- REQUIRED ACTION: Exact copies of all the entries are required, and no pictures should appear in them.

- SOURCE DATA:
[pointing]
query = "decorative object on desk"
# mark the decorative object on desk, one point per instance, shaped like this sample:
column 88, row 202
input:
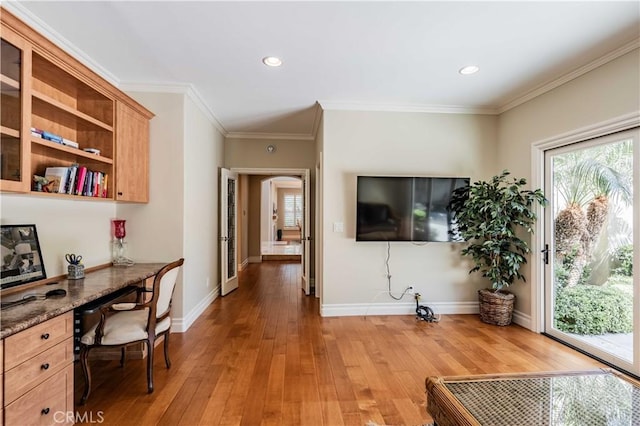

- EXERCISE SOLUTION:
[pointing]
query = "decorative object on desk"
# mark the decorative object on desk, one point per instance, shaped like this sample:
column 88, row 202
input:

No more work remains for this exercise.